## TASK TO COMPLETE
Below are records; reproduce exactly the lines from the one containing "Find the snow drift;" through the end, both included, and only those.

## RECORDS FOR THE EXERCISE

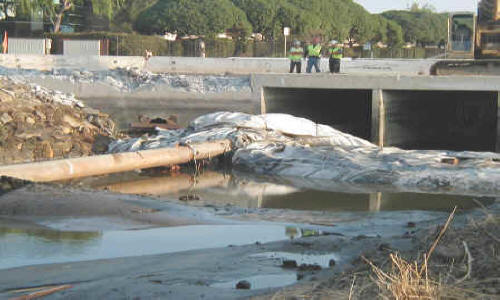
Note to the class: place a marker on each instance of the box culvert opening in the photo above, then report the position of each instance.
(441, 120)
(345, 110)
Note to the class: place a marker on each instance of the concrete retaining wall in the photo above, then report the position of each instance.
(195, 65)
(415, 112)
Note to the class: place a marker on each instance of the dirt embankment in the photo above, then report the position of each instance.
(38, 124)
(464, 265)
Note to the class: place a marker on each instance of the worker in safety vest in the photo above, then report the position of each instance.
(296, 53)
(336, 54)
(314, 54)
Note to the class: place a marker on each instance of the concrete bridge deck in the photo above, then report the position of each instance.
(412, 112)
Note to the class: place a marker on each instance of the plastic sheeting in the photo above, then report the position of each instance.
(283, 145)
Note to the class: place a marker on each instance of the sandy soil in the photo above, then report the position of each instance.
(191, 274)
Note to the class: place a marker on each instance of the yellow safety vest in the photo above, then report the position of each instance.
(314, 50)
(336, 53)
(296, 54)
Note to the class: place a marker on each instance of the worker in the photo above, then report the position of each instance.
(336, 54)
(296, 53)
(314, 55)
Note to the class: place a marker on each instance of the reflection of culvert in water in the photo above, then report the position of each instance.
(261, 281)
(285, 259)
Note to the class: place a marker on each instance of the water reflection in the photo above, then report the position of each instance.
(24, 247)
(212, 188)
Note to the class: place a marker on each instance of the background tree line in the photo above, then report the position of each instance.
(331, 19)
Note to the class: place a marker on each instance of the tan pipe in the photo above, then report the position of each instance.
(114, 163)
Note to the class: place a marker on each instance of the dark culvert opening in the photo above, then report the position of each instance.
(345, 110)
(441, 120)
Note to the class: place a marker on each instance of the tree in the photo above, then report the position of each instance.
(421, 27)
(125, 17)
(54, 12)
(192, 17)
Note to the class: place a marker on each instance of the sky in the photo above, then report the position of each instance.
(377, 6)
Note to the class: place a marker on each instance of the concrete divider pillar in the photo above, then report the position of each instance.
(498, 123)
(378, 118)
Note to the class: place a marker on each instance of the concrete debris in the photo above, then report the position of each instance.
(131, 79)
(42, 124)
(286, 146)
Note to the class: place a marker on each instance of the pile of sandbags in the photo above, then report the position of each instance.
(283, 145)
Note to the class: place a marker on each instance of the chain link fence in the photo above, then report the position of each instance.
(135, 45)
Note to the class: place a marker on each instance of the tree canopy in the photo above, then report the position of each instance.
(54, 11)
(342, 20)
(192, 17)
(421, 26)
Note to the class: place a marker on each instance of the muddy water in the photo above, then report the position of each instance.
(218, 189)
(32, 246)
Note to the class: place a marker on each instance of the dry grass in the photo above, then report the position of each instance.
(410, 280)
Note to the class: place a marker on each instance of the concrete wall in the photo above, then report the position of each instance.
(415, 112)
(27, 46)
(82, 47)
(196, 65)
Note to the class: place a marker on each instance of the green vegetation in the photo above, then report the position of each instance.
(192, 17)
(342, 20)
(55, 11)
(420, 25)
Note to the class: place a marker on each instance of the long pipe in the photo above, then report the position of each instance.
(114, 163)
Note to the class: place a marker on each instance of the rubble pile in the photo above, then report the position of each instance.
(128, 80)
(39, 124)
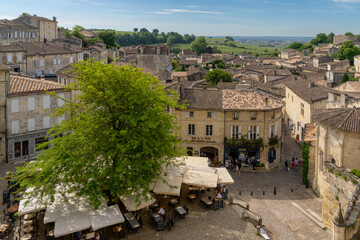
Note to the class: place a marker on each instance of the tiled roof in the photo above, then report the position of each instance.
(311, 94)
(24, 85)
(249, 100)
(4, 68)
(346, 119)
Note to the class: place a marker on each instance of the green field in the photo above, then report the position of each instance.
(236, 48)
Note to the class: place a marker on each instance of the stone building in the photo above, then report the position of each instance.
(4, 84)
(47, 28)
(302, 98)
(29, 115)
(231, 123)
(39, 58)
(156, 57)
(336, 153)
(11, 32)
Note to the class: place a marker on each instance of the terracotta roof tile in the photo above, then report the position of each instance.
(346, 119)
(25, 85)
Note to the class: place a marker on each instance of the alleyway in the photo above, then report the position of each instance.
(279, 215)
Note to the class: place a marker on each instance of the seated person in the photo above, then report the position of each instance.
(161, 211)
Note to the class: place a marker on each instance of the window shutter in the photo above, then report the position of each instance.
(15, 105)
(269, 131)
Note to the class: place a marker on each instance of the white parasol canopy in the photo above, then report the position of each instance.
(224, 176)
(132, 205)
(105, 217)
(74, 222)
(200, 179)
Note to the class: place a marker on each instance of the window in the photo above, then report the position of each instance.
(61, 101)
(9, 55)
(272, 131)
(31, 124)
(46, 122)
(15, 105)
(253, 132)
(191, 129)
(208, 130)
(235, 116)
(302, 109)
(272, 114)
(46, 101)
(31, 103)
(235, 132)
(253, 115)
(15, 126)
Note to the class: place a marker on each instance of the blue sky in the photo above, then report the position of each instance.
(210, 17)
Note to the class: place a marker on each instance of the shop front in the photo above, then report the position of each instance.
(22, 148)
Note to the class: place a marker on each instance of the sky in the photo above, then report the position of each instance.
(209, 18)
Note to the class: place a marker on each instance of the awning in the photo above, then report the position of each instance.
(105, 217)
(200, 179)
(71, 223)
(132, 205)
(224, 176)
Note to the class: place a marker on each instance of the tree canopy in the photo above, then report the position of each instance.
(199, 45)
(115, 137)
(215, 76)
(348, 51)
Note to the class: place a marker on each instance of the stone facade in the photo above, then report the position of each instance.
(11, 32)
(47, 28)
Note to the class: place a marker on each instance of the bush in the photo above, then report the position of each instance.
(356, 172)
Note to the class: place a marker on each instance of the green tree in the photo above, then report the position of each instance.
(79, 28)
(109, 37)
(331, 37)
(115, 137)
(199, 45)
(348, 51)
(215, 76)
(176, 50)
(305, 168)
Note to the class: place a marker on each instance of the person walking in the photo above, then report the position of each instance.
(286, 166)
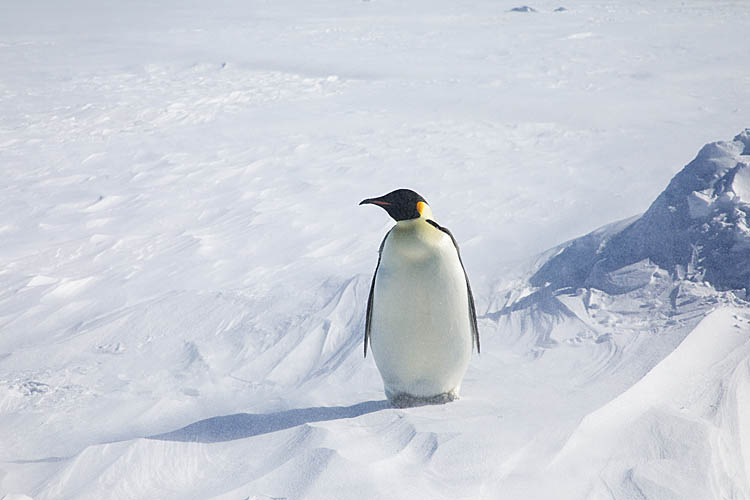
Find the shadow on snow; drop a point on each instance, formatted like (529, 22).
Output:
(243, 425)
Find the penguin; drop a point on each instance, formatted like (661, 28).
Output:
(421, 322)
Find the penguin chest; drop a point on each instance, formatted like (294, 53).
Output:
(421, 334)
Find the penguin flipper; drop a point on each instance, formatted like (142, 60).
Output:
(472, 307)
(371, 297)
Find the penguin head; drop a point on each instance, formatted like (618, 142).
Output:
(401, 204)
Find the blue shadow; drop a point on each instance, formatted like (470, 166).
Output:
(243, 425)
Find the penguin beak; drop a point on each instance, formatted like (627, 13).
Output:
(375, 201)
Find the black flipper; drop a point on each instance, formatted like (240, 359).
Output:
(368, 316)
(472, 308)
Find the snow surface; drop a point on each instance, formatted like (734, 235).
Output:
(184, 268)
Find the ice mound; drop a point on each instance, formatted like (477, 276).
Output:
(696, 229)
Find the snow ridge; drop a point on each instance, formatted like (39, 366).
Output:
(696, 229)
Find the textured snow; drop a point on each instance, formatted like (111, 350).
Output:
(184, 268)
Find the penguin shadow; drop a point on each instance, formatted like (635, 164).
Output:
(244, 425)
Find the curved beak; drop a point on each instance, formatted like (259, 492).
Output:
(375, 201)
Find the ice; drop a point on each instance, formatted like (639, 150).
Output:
(184, 269)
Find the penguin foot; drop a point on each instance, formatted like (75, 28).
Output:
(404, 400)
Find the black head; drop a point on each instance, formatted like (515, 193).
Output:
(401, 204)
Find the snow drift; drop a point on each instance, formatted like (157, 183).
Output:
(696, 229)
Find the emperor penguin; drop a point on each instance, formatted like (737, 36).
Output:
(421, 320)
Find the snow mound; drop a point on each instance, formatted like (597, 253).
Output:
(697, 228)
(673, 434)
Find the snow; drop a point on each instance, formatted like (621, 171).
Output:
(184, 268)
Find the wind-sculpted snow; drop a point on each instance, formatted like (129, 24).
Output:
(184, 269)
(696, 229)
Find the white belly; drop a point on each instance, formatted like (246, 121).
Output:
(421, 334)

## WRITTEN ANSWER
Find the snow drift; drop a point on each instance, formatted like (157, 183).
Output:
(696, 229)
Find the emperor penguin; drop a point on each instance, formatted like (737, 36).
Output:
(421, 320)
Find the snow mound; drop a point on each instance, formatted like (597, 253).
Output:
(697, 228)
(673, 434)
Find the snow; drop a point on each instance, formatted like (621, 171).
Output:
(184, 268)
Find the wind-sculpted snow; drop a point on each instance, formatted like (129, 24).
Output:
(184, 269)
(696, 229)
Find the white belly; drop a point on each instance, formatted like (246, 121).
Output:
(421, 334)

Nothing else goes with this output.